__EXERCISE BRIEF__. Convert the records below into a Markdown table with two columns, Row and Entry: Row holds a sequential row number, and Entry holds the full line. Omit any blank lines.

::::::::::

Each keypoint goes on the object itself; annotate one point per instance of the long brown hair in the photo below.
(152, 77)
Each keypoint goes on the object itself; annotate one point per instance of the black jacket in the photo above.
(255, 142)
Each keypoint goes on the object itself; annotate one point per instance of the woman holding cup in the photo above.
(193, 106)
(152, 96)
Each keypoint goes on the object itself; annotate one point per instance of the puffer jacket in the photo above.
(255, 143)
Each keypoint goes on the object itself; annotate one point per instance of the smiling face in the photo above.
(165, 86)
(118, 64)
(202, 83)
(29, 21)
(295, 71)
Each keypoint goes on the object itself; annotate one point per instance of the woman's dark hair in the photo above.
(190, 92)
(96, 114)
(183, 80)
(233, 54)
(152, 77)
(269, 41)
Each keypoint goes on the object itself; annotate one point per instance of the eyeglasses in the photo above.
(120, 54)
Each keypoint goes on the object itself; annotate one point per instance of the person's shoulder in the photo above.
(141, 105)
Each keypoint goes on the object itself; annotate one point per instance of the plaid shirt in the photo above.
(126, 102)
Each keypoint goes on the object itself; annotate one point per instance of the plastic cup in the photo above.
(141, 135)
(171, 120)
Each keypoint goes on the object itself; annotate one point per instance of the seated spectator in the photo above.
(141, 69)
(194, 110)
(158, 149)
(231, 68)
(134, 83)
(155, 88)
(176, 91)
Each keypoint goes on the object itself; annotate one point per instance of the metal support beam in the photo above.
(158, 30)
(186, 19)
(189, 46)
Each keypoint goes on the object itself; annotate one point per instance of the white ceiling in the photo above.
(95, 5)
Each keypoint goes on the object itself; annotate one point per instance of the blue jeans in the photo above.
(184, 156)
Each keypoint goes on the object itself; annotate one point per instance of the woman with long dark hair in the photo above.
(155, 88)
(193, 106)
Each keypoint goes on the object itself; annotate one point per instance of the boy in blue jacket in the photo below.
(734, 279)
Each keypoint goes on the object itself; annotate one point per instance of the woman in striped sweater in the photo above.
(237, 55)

::::::::::

__RIGHT ANSWER__.
| Row | Entry |
|---|---|
| 1 | Each keypoint goes on the object itself; annotate one point per instance of the long brown hair in the photo below. |
| 2 | (152, 77) |
| 3 | Each keypoint goes on the object itself; annotate one point per instance of the black jacket in the photo above. |
| 4 | (255, 142) |
| 5 | Each keypoint goes on the object itself; annotate one point per instance of the woman holding cup in the photo above. |
| 6 | (193, 106) |
| 7 | (152, 96) |
| 8 | Each keypoint goes on the object itself; annotate one point per instance of the puffer jacket in the photo above. |
| 9 | (255, 143) |
| 10 | Each keypoint goes on the object itself; annotate one point per instance of the smiling face in the photo above. |
| 11 | (165, 86) |
| 12 | (118, 64) |
| 13 | (202, 83) |
| 14 | (29, 21) |
| 15 | (295, 71) |
| 16 | Each keypoint goes on the object itself; annotate one point per instance of the woman's dark hair in the photo above. |
| 17 | (190, 92) |
| 18 | (96, 114) |
| 19 | (183, 80) |
| 20 | (233, 54) |
| 21 | (152, 77) |
| 22 | (269, 41) |
| 23 | Each keypoint goes on the object itself; annotate one point per instance of the eyeglasses in the photo above. |
| 24 | (120, 54) |
| 25 | Each keypoint goes on the object itself; annotate one point per instance of the person's shoulder in the photo above. |
| 26 | (141, 105) |
| 27 | Each keypoint goes on the object itself; annotate one point per instance of the plaid shirt in the photo above. |
| 28 | (126, 102) |
| 29 | Each keypoint goes on the object itself; annotate one point per instance of the plastic cup in the photo above. |
| 30 | (141, 135) |
| 31 | (171, 120) |
| 32 | Each keypoint goes on the object itself; annotate one point per instance of the seated spectator in the photo above. |
| 33 | (141, 69) |
| 34 | (194, 110) |
| 35 | (158, 149) |
| 36 | (231, 68) |
| 37 | (134, 83) |
| 38 | (155, 88) |
| 39 | (176, 91) |
| 40 | Each keypoint goes on the object itself; annotate one point per instance of the metal support beam in the photo above. |
| 41 | (158, 30) |
| 42 | (186, 19) |
| 43 | (189, 46) |
| 44 | Each keypoint goes on the object itself; annotate one point per instance of the white ceiling in the photo above. |
| 45 | (95, 5) |
| 46 | Each keypoint goes on the object itself; annotate one point per instance of the blue jeans in the photo above. |
| 47 | (184, 156) |
| 48 | Each keypoint goes on the object itself; annotate one point per instance of the woman with long dark hair in the photo above. |
| 49 | (155, 88) |
| 50 | (193, 106) |
| 51 | Each keypoint goes on the object itself; annotate one point per instance of the boy in blue jacket in the photo below. |
| 52 | (734, 279) |
| 53 | Each keypoint goes on the object itself; annotate one point per instance of the woman in striped sweater in the photo above. |
| 54 | (237, 55) |